Copia del texto sobre Peña Nieto todo lo que va desde "Sus discursos lo" hasta "nacional sobre Ayotzinapa.", y cambia "Nueva York" por "Washington".

■ **Texto dado**:
****
Enrique Peña Nieto parece estar contento consigo mismo, siempre. Enrique Peña Nieto dice que el país se mueve, se mueve. Enrique Peña Nieto argumenta (que) no es necesario cambiar nada, absolutamente nada. Con ello el Presidente demuestra que padece un autismo político –con perdón para los autistas– que alarma y manifiesta todos sus síntomas. Como cualquier autista, ríe sin tener motivos aparentes para hacerlo; actúa como si estuviera sordo; no tiene ninguna apreciación del peligro; habita un mundo propio. Un mundo raro. Un planeta paralelo.


Sus discursos lo revelan, su reacción inapropiada ante Ayotzinapa lo ejemplifica, su (el) nombramiento de Arturo Escobar lo confirma. El Presidente vive en una burbuja. Vive sin entender la realidad que lo rodea. Repite palabras y frases de manera obsesiva, como la noche del Grito de Independencia, ante un Zócalo semi-vacío? No responde de manera normal frente a los estímulos externos. Ha desarrollado una discapacidad que afecta el desarrollo de su gestión y amenaza con despedazarla. Su cerebro no funciona como el de un político que quiere y sabe cómo usar el poder. No reacciona como un líder con reflejos rápidos frente a retos permanentes. Se le ve desenganchado, se le ve desorientado, se le ve cada día más distante del país que dirige. Viaja a Nueva York en vez de liderar el luto nacional sobre Ayotzinapa.


La anormalidad es cada vez más evidente. El desfase es cada vez más preocupante. Los síntomas están allí y emergen a diario. El Presidente afirma que su gobierno está comprometido con la verdad cuando –en caso tras caso– la PGR parece empeñada en ocultarla. El Presidente apela a indicadores verificables y medibles, cuando la mayor parte de la población dice creerle poco o nada cuando los reitera. El Presidente habla de la reinvención del sistema de procuración de justicia y el combate a la corrupción, cuando el caso de OHL demuestra que no es así. El Presidente habla de estrategias económicas que han dado resultados, cuando millones de mexicanos sienten que su situación económica ha empeorado.
****
■ **Extractos de datos**:

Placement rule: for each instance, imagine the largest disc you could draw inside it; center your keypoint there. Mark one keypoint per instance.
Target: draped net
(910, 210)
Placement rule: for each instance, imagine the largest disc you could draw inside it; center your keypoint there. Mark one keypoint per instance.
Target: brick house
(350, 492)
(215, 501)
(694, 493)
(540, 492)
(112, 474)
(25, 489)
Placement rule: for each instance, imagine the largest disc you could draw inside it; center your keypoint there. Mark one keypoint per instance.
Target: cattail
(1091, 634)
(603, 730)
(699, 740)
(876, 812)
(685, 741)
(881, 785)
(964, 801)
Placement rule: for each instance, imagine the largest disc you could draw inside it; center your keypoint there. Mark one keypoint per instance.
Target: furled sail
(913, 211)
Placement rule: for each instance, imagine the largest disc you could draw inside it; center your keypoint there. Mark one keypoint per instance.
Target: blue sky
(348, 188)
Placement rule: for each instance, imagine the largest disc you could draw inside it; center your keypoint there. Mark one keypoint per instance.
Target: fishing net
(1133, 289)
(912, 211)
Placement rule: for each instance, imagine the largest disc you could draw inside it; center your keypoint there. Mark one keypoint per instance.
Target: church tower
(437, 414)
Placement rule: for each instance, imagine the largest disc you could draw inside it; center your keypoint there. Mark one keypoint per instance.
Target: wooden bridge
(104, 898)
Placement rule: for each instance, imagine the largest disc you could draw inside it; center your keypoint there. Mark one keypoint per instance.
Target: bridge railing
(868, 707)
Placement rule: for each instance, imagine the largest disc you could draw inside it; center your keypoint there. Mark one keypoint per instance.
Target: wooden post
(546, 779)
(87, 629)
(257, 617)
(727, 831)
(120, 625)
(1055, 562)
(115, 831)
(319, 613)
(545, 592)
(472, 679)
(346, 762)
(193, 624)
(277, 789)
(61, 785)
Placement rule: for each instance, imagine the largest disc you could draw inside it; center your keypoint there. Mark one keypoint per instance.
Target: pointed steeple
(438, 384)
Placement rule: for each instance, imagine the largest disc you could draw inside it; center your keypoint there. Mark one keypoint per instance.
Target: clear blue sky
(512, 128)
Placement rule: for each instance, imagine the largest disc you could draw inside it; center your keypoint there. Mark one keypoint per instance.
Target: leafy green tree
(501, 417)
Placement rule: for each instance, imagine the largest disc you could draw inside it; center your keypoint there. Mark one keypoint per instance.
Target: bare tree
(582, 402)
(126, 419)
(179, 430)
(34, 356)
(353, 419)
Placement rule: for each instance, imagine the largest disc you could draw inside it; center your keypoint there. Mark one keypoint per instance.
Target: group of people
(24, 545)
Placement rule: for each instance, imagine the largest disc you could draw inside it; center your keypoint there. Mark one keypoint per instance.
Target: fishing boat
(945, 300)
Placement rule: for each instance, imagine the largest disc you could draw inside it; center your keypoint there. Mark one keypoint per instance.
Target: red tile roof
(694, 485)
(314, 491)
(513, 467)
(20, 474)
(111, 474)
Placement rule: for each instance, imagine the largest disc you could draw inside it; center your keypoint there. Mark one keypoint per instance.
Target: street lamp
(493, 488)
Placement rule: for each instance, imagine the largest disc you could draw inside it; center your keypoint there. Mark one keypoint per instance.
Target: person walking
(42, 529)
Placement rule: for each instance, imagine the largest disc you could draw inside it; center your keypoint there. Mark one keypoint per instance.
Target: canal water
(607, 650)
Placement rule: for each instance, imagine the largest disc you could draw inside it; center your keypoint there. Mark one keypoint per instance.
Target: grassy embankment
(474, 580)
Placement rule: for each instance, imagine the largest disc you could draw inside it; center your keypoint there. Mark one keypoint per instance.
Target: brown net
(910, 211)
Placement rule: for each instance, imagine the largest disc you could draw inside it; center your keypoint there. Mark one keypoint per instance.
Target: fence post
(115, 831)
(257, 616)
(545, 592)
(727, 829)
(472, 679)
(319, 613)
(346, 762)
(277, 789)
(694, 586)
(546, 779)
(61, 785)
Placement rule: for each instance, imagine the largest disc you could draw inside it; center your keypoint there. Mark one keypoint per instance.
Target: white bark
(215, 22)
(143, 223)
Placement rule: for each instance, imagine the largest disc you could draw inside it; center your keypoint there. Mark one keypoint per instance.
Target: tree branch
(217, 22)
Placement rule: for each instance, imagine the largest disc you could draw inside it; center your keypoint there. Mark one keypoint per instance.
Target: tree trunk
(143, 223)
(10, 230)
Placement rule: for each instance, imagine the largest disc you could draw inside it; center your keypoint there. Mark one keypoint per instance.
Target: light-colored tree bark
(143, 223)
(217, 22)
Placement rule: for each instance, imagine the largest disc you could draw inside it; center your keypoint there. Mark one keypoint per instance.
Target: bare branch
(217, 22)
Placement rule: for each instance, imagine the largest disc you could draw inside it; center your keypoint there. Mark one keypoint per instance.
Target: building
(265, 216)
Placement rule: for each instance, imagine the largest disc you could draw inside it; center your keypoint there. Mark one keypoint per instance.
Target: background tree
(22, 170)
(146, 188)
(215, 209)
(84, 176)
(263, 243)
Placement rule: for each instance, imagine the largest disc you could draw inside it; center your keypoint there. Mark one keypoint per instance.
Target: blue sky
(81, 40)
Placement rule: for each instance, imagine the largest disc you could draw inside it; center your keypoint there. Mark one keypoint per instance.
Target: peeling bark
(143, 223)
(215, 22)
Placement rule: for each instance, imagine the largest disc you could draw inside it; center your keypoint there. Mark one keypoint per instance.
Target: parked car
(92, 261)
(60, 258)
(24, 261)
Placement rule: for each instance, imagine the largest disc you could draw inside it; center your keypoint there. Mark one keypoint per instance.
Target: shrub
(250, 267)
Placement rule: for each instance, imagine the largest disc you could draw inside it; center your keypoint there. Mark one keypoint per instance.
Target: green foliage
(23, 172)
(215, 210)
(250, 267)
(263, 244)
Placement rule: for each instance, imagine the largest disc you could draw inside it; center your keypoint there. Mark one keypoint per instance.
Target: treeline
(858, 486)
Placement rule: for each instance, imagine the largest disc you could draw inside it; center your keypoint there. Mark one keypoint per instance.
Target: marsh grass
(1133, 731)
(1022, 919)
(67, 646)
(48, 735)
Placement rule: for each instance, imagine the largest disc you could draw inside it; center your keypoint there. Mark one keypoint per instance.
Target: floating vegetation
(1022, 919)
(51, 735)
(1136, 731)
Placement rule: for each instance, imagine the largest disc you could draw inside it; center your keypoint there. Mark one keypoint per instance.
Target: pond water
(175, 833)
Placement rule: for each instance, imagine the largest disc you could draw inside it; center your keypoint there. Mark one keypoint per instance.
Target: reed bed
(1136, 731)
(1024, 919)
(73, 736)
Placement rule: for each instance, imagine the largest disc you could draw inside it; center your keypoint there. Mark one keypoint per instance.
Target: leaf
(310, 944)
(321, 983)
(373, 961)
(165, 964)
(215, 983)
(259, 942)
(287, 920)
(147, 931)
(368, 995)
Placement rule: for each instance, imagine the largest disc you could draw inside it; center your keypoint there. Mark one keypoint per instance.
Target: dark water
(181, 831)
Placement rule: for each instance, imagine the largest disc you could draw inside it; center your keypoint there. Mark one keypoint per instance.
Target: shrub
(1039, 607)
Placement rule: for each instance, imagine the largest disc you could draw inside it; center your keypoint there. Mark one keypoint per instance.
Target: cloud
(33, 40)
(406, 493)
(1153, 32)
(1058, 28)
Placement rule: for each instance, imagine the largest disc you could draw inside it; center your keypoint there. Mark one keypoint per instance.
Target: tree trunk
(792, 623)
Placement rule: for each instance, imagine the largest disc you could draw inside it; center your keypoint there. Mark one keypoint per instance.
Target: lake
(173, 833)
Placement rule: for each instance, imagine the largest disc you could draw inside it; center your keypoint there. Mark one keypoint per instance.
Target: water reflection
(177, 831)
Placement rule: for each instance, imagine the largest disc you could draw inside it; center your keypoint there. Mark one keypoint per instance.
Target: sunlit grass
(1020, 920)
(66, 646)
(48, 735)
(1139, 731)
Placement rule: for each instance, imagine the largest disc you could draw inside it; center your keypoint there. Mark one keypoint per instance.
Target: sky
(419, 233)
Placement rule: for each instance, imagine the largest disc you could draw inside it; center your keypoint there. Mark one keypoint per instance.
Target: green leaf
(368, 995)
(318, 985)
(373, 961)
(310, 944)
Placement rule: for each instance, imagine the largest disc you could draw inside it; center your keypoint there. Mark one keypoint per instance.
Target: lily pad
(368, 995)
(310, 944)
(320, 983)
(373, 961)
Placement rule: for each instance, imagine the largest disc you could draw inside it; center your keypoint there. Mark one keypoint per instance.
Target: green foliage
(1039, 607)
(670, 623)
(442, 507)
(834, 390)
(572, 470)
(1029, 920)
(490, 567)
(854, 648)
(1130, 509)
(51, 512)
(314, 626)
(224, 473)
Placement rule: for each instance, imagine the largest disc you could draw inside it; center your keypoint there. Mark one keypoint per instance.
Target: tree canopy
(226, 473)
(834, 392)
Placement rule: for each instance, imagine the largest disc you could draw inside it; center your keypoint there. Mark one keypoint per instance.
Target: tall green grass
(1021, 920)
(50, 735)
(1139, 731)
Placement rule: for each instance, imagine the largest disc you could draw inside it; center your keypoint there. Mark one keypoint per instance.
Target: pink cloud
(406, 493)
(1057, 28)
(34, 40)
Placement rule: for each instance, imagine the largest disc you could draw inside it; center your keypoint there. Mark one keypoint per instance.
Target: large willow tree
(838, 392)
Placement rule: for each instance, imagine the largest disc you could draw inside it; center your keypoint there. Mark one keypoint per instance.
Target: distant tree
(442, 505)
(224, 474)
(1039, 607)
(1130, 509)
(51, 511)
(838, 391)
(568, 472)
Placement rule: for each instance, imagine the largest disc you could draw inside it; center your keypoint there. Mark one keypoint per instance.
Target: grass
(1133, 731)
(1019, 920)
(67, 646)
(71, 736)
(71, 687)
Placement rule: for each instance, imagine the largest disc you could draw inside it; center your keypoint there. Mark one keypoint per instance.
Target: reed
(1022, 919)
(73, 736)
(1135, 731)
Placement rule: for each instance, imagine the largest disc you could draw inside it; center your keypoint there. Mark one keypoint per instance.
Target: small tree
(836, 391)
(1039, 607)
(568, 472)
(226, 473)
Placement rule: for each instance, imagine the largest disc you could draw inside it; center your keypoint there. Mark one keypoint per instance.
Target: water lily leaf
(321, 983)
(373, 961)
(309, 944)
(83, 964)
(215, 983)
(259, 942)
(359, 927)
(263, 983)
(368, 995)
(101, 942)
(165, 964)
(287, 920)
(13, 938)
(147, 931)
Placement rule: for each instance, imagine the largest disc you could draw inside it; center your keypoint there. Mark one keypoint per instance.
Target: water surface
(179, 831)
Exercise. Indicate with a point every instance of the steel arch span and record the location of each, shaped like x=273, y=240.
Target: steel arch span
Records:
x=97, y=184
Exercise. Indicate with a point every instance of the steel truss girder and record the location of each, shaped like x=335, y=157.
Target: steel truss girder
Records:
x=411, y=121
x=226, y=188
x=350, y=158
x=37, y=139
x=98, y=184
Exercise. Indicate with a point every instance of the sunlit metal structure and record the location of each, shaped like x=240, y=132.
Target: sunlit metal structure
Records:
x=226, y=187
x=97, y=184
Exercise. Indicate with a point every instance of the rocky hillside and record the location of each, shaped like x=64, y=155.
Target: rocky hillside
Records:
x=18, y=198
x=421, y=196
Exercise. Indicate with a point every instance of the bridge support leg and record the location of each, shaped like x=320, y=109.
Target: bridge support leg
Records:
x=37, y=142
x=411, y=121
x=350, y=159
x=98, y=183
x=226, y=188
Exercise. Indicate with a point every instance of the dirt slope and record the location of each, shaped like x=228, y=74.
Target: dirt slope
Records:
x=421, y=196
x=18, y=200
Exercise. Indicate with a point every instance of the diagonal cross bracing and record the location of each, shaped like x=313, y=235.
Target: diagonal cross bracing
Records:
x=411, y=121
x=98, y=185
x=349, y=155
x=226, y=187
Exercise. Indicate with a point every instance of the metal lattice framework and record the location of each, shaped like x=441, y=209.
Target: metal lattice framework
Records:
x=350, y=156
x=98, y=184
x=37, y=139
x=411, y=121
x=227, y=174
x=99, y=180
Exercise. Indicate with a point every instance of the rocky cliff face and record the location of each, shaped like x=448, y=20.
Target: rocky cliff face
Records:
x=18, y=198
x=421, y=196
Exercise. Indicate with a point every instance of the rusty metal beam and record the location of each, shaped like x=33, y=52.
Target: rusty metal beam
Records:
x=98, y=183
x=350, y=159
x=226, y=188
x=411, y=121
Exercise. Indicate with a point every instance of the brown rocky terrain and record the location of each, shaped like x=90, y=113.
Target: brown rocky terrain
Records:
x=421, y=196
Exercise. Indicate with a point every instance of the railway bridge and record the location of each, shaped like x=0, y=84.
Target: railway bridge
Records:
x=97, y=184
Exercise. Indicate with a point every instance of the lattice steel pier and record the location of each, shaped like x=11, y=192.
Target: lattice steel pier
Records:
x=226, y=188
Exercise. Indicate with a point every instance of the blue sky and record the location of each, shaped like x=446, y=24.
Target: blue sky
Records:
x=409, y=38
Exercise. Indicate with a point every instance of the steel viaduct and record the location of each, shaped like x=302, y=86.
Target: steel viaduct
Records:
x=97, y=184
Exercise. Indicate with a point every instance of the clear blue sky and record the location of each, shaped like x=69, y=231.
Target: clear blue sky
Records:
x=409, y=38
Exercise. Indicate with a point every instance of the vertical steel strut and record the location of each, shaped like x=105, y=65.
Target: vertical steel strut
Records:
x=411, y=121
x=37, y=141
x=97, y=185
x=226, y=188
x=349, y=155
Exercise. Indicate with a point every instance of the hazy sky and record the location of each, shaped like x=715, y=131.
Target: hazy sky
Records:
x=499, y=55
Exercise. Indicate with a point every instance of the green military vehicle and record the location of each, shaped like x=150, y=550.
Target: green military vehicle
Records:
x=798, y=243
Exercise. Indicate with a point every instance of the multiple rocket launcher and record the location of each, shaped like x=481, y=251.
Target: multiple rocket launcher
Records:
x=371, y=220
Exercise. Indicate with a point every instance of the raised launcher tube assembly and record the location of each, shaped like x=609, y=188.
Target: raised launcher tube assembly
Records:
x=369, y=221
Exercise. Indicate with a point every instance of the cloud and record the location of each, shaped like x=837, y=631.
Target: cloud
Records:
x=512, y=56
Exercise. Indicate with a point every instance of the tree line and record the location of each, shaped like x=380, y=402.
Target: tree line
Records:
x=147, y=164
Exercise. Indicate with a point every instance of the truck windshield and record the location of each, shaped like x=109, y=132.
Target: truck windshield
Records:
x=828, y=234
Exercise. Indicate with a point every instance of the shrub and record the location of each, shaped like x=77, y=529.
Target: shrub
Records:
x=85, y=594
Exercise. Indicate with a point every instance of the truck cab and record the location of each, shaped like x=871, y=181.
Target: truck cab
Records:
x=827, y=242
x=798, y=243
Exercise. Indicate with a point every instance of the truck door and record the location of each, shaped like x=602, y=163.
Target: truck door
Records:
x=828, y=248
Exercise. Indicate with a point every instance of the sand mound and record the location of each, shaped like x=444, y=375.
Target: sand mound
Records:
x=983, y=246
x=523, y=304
****
■ **Solución**:
Sus discursos lo revelan, su reacción inapropiada ante Ayotzinapa lo ejemplifica, su (el) nombramiento de Arturo Escobar lo confirma. El Presidente vive en una burbuja. Vive sin entender la realidad que lo rodea. Repite palabras y frases de manera obsesiva, como la noche del Grito de Independencia, ante un Zócalo semi-vacío? No responde de manera normal frente a los estímulos externos. Ha desarrollado una discapacidad que afecta el desarrollo de su gestión y amenaza con despedazarla. Su cerebro no funciona como el de un político que quiere y sabe cómo usar el poder. No reacciona como un líder con reflejos rápidos frente a retos permanentes. Se le ve desenganchado, se le ve desorientado, se le ve cada día más distante del país que dirige. Viaja a Washington en vez de liderar el luto nacional sobre Ayotzinapa.